▸ EXCERPTED RECORDS
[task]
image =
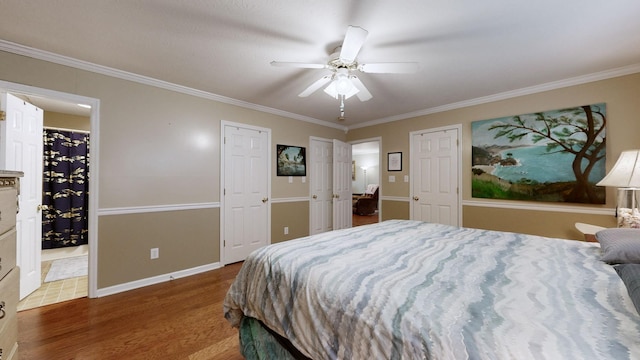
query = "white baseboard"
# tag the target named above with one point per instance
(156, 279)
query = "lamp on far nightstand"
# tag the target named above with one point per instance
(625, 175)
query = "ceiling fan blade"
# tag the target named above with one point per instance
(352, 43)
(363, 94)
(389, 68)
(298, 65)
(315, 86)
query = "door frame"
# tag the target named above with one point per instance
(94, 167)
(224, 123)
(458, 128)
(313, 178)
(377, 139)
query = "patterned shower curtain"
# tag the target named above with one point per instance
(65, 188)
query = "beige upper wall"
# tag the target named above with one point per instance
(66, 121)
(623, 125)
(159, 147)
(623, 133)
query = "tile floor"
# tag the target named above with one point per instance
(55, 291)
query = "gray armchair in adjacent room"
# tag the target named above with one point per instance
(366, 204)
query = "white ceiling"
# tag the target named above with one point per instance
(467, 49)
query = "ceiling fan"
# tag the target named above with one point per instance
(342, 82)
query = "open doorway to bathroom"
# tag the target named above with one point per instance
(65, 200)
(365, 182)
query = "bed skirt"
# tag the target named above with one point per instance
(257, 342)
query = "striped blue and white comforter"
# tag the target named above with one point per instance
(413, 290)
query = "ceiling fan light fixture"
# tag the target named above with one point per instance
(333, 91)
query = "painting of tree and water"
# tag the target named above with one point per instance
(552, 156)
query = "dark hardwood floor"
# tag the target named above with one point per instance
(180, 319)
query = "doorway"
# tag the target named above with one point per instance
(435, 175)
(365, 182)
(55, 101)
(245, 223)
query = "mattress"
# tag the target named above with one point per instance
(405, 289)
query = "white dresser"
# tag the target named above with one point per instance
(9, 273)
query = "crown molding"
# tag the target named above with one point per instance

▸ TASK INSTRUCTIONS
Find every line in the records above that contains the word "white", and copy each one.

▸ FINISHED EXERCISE
query = "white baseboard"
query = "white ceiling"
query = "striped blue and white comforter"
query = "white dresser"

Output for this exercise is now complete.